> _Problem details_: State how many lines of the material below contain the string "black", counting case exactly. Give only the number.

> _Dataset rows_:
......
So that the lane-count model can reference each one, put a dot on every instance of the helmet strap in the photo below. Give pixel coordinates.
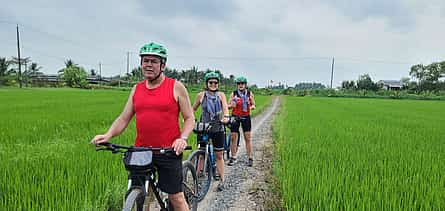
(160, 72)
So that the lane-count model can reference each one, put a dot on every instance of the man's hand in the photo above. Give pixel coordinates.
(104, 138)
(179, 145)
(225, 120)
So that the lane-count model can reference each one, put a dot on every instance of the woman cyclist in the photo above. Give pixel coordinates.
(214, 110)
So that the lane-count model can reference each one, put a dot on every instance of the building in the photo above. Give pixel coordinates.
(390, 84)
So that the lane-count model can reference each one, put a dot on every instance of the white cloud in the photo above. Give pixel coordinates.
(289, 41)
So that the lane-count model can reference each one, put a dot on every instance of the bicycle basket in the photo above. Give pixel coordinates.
(137, 161)
(201, 127)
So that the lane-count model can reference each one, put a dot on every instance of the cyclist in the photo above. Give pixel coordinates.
(214, 109)
(241, 101)
(156, 103)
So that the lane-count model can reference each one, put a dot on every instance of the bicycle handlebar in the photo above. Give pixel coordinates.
(115, 148)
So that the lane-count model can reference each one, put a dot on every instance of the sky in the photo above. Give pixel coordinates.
(287, 41)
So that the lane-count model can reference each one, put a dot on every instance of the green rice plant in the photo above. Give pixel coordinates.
(360, 154)
(47, 161)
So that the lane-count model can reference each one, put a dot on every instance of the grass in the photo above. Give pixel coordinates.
(47, 161)
(361, 154)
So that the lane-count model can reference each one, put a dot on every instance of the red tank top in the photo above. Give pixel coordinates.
(238, 109)
(157, 114)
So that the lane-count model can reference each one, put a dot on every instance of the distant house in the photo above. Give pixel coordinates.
(390, 84)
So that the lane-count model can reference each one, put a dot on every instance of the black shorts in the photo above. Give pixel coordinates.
(245, 123)
(169, 168)
(217, 140)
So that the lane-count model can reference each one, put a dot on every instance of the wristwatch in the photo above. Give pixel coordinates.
(185, 138)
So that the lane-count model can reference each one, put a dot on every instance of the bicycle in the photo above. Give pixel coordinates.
(142, 176)
(204, 159)
(228, 136)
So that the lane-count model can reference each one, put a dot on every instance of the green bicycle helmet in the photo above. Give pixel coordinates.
(241, 79)
(210, 75)
(154, 49)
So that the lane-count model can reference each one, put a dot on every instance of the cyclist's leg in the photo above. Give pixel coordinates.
(170, 178)
(218, 147)
(178, 201)
(247, 126)
(200, 165)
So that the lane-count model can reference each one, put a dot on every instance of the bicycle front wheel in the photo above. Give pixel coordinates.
(203, 171)
(134, 200)
(190, 185)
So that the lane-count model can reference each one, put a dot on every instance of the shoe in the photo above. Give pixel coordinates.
(250, 162)
(200, 174)
(231, 162)
(220, 186)
(216, 177)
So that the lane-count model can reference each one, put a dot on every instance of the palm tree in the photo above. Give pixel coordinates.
(69, 63)
(35, 69)
(4, 70)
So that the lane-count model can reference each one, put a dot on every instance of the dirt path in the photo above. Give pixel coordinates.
(245, 186)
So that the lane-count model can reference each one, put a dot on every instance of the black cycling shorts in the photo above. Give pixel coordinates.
(217, 140)
(169, 169)
(245, 123)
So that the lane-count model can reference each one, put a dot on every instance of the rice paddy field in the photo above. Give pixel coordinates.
(47, 162)
(360, 154)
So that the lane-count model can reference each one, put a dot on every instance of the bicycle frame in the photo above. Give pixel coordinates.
(142, 179)
(149, 181)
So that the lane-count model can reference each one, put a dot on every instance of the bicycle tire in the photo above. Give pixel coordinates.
(204, 178)
(190, 185)
(134, 200)
(227, 145)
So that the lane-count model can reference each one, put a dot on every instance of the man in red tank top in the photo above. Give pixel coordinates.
(156, 103)
(241, 101)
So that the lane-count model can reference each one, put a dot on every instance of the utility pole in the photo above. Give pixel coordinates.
(128, 63)
(128, 67)
(18, 55)
(100, 74)
(332, 71)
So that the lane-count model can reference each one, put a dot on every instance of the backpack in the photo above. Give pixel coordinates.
(235, 93)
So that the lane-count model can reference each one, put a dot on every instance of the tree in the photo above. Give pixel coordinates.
(349, 85)
(418, 71)
(73, 75)
(4, 70)
(365, 82)
(405, 82)
(33, 71)
(93, 72)
(172, 73)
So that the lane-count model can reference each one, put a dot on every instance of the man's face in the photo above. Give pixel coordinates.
(241, 85)
(151, 66)
(212, 84)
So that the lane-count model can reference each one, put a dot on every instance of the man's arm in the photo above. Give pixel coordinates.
(119, 124)
(252, 101)
(231, 103)
(197, 102)
(225, 107)
(187, 113)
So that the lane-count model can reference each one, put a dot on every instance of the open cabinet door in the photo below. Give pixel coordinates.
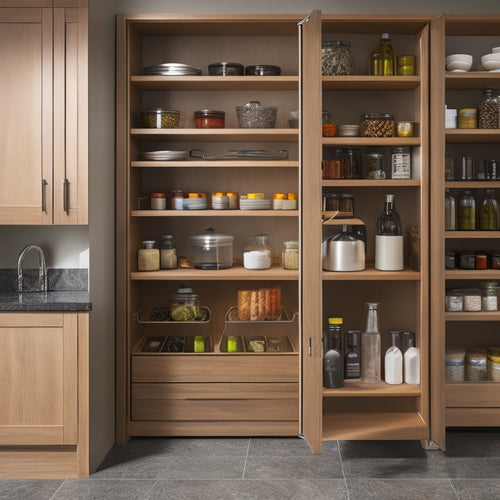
......
> _Correct response_: 2